Raw data >>
------

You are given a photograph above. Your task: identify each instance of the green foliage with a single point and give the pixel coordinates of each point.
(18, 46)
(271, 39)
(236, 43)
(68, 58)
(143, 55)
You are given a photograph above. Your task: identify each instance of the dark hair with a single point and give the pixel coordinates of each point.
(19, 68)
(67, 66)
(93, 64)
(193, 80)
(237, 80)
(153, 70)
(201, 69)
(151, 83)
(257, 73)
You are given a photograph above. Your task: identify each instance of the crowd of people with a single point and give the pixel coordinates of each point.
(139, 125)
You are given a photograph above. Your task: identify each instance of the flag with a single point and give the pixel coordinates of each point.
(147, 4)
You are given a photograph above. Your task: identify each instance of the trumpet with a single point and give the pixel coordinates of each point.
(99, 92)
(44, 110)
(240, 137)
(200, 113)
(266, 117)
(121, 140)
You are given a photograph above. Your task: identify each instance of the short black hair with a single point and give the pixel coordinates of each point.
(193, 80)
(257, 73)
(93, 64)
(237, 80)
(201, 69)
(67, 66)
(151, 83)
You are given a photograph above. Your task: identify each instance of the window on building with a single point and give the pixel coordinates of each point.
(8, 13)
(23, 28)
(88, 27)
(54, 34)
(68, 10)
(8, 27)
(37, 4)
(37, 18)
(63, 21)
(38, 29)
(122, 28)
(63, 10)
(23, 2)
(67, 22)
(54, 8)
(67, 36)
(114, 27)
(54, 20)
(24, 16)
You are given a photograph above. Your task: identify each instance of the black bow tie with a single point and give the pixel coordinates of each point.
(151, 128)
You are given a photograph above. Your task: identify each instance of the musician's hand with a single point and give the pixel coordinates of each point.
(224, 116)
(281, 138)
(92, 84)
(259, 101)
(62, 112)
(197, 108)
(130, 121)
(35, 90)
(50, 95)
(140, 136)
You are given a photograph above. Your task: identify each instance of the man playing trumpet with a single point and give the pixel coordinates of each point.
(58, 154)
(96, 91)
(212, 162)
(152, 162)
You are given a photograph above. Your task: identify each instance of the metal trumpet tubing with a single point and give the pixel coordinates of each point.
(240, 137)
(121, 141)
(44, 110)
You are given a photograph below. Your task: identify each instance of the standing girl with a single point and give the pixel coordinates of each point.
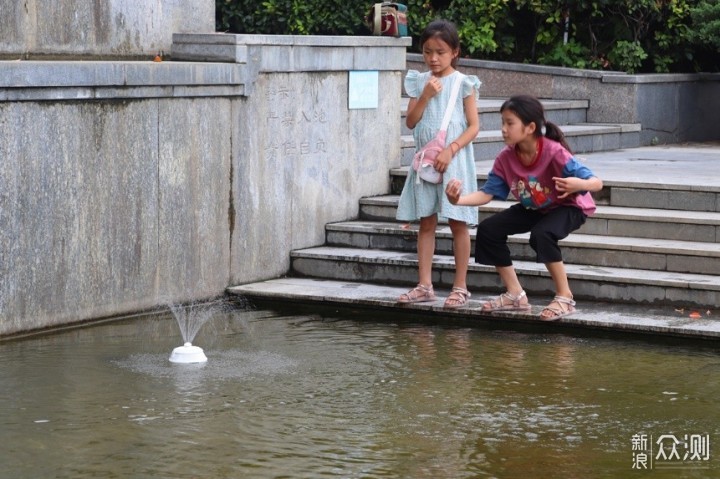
(429, 94)
(553, 193)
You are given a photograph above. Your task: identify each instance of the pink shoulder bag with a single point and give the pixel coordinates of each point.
(424, 159)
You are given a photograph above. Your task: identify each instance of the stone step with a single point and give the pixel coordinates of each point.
(651, 223)
(610, 317)
(588, 282)
(582, 138)
(593, 250)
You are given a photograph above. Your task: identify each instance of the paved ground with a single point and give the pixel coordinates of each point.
(695, 164)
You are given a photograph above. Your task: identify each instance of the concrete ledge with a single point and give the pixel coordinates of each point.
(75, 80)
(638, 319)
(294, 53)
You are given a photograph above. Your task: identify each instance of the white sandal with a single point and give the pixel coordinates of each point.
(499, 304)
(565, 306)
(419, 294)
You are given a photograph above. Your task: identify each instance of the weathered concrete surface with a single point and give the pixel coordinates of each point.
(128, 185)
(608, 317)
(98, 29)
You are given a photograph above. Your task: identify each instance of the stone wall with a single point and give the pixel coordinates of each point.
(116, 29)
(125, 186)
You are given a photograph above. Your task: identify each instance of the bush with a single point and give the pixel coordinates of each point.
(627, 35)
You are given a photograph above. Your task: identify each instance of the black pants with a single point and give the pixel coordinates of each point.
(546, 229)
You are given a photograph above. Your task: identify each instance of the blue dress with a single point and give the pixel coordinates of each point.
(419, 200)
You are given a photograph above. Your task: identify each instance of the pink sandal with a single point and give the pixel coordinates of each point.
(500, 303)
(419, 294)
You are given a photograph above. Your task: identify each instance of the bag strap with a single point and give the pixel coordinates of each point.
(451, 103)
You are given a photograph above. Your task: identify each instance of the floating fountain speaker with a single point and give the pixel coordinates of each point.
(187, 353)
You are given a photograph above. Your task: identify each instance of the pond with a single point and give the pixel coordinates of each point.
(354, 396)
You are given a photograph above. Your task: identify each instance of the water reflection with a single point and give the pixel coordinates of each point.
(309, 397)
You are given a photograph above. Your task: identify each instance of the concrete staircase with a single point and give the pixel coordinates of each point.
(652, 241)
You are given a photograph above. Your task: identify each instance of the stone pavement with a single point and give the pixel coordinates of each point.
(695, 164)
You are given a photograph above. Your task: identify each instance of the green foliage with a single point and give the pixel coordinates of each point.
(706, 23)
(630, 35)
(628, 55)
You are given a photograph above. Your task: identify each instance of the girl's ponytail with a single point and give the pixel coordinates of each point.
(530, 110)
(554, 132)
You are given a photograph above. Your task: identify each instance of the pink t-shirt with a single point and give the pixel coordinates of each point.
(532, 185)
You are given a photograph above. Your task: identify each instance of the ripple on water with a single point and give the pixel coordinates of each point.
(228, 364)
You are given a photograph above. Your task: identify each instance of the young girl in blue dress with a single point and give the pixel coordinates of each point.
(553, 192)
(421, 201)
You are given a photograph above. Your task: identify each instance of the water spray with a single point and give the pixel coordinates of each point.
(187, 354)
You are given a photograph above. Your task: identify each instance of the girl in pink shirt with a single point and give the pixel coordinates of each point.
(553, 193)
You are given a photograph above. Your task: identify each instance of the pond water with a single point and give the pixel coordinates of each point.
(354, 396)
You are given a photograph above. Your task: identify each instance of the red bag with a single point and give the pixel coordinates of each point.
(424, 159)
(388, 19)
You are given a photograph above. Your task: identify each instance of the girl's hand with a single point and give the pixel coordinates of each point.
(568, 186)
(432, 87)
(453, 190)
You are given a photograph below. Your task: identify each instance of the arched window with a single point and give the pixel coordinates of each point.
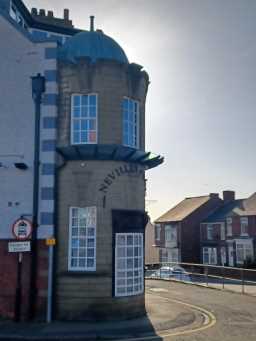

------

Problem statement >> Reproduce the full material exactly, excluding the pictures.

Task result >>
You are given a photograph above. Your task: identify each instance of the green foliage with a single point and give the pixel coordinates of each point.
(18, 46)
(271, 39)
(236, 43)
(68, 58)
(143, 55)
You are given a photograph above. Your task: identify each instance of the dark hair with a single point and give the pixel coordinates of each point.
(19, 68)
(67, 66)
(93, 64)
(193, 80)
(237, 80)
(153, 70)
(201, 69)
(151, 83)
(257, 73)
You are given a photograph above. Your task: identify each instance of the crowd of people with a single point and give the pixel coordinates of each point.
(139, 125)
You are given a photograph above. Your task: identify each instance of the flag with a single point and give the pixel coordinates of each point.
(147, 4)
You are given a photograph above. Your task: identify each instance of the trumpet with a single point and give the pixel coordinates of each point.
(99, 92)
(44, 110)
(240, 137)
(200, 113)
(266, 117)
(121, 140)
You are given a photograph above. Your task: identify each instance of the short black hair with a single point and give the pixel coordinates of each point.
(193, 80)
(257, 73)
(93, 64)
(237, 80)
(201, 69)
(67, 66)
(151, 83)
You are given a photograph above. Your task: identify each instance of the window on building with a single point and give the pixel coordinates of each point.
(8, 13)
(23, 28)
(88, 27)
(54, 34)
(68, 10)
(8, 27)
(37, 4)
(37, 18)
(63, 21)
(38, 29)
(122, 28)
(63, 10)
(23, 2)
(67, 22)
(54, 8)
(67, 36)
(114, 27)
(54, 20)
(24, 16)
You are given a photograph above. Your task: identify each instance of the black bow tie with a single point and give the pixel coordinates of each point.
(151, 128)
You are given a photograph above. Your task: identify each instance of the musician's hand with a single point and give the pixel coordinates of each point.
(224, 116)
(281, 138)
(92, 84)
(259, 101)
(62, 112)
(197, 108)
(130, 121)
(35, 90)
(50, 95)
(140, 136)
You are given a photograph above. Your task: identify each instance of the man playing trumpet with a single point and give the pixel coordinates of each point.
(58, 154)
(96, 91)
(212, 162)
(152, 162)
You are given a photograph above. Your task: identify each instance of the metal trumpet tubing with a single point and give the pixel coordinates of each point.
(240, 137)
(121, 141)
(44, 110)
You are given a photograph below. Your task: identify each instance of the standing girl with a single point and give the pixel coordinates of each point.
(429, 94)
(553, 193)
You are given a photograph above. Your task: identify each instance of the pink shoulder bag with a single point and give the pixel coordinates of each point.
(424, 159)
You are given a photograph above. Your task: identify each instance of the stone step with a single point and give the pixel coordinates of each point.
(651, 223)
(610, 317)
(588, 282)
(582, 138)
(593, 250)
You are given a photograph above. Your task: identify each instance of the paved ground with a single point and give the pixel coordinates of each point.
(695, 164)
You are given a photograph above. Your task: identify each instance of the concrete ledge with a single point and give the pixel coordinates of each point.
(75, 80)
(638, 319)
(294, 53)
You are given a photograph above. Your task: identify each instance of the white sandal with a single point and give the pixel coordinates of each point.
(499, 304)
(565, 306)
(419, 294)
You are given a photograph above. Your task: identify each instance of the weathered concrete surface with a single point and give the pixel coordinates of each point.
(128, 185)
(608, 317)
(98, 29)
You are given a photograph above. Your task: identify each instance of the stone wall with a single point and give the pixel coordinates of each point.
(116, 29)
(125, 186)
You are given a photograph above. Your task: identify each instance of the bush with a single point and give the pixel coordinates of each point.
(627, 35)
You are given a photograph above. Your task: identify each instance of the black pants with a single point and give the pixel coordinates of each point.
(546, 229)
You are given a photograph above. Your task: identify each instance of the blue dress with a single point and give the pixel coordinates of each point.
(419, 200)
You are given a photograph above. Your task: identify each instance of the pink sandal with a single point and give the pixel coordinates of each point.
(500, 303)
(419, 294)
You are given a photograph above. Your task: identify each instance of the bag strap with a single point and give the pixel coordinates of each point.
(451, 103)
You are given a photograph above. Your task: identify each instance of the floating fountain speaker with a single point and give the pixel coordinates of each point.
(187, 353)
You are given a photograph above. Your task: identify each instance of the pond with a single point and give the pixel coordinates of each point.
(354, 396)
You are given a photograph above. Your task: identify each instance of the water reflection with a single point and give the pixel coordinates of each point.
(309, 397)
You are given a photograph above. Your task: identify each instance of the concrete staircase with a single point and give the pixel coordinates of each point.
(652, 241)
You are given a photograph above. Your task: identify each instance of the stone pavement with a single point and give the pixel coordinates of each point.
(695, 164)
You are given a photograph above. Your task: identify each instance of the green foliage with a single point and give the pixel coordinates of each point.
(706, 23)
(630, 35)
(628, 55)
You are given a photograph above. Your task: identify each instance of the girl's ponytail with a single point and give the pixel coordinates of each point.
(530, 110)
(554, 132)
You are given a photograph above. Your task: identify each instance of the pink t-shirt with a single point and give the pixel coordinates of each point.
(532, 185)
You are given a photograph above. Your task: identify each instance of the ripple on water with a single point and give the pixel coordinates of each point.
(228, 364)
You are given a photograph above. Your task: identify each instance of the young girl in blue dress with a single point and give the pixel coordinates of each point.
(553, 192)
(421, 201)
You are given a photograph above. Your task: identify each instance of the water spray with a single point and give the pixel coordinates of each point.
(187, 354)
You are given a photograph above. Your task: identify each instance of the girl in pink shirt with a single point and give the pixel coordinates of each point.
(553, 193)
You are given a photograph above. Your task: identify each instance of the pond water with a single point and give the pixel coordinates of each point.
(354, 396)
You are given a photograph above. Your task: identify each instance of the red bag with a single point and give the pixel coordinates of each point.
(424, 159)
(388, 19)
You are given a photograph above. Your task: identify each instance of the girl's hand with a single point and give the pixel coordinates of each point.
(568, 186)
(432, 87)
(453, 190)
You are given a photograph below. Your task: identify each instance of the arched window with a single point and give the pixel coordinates of each point.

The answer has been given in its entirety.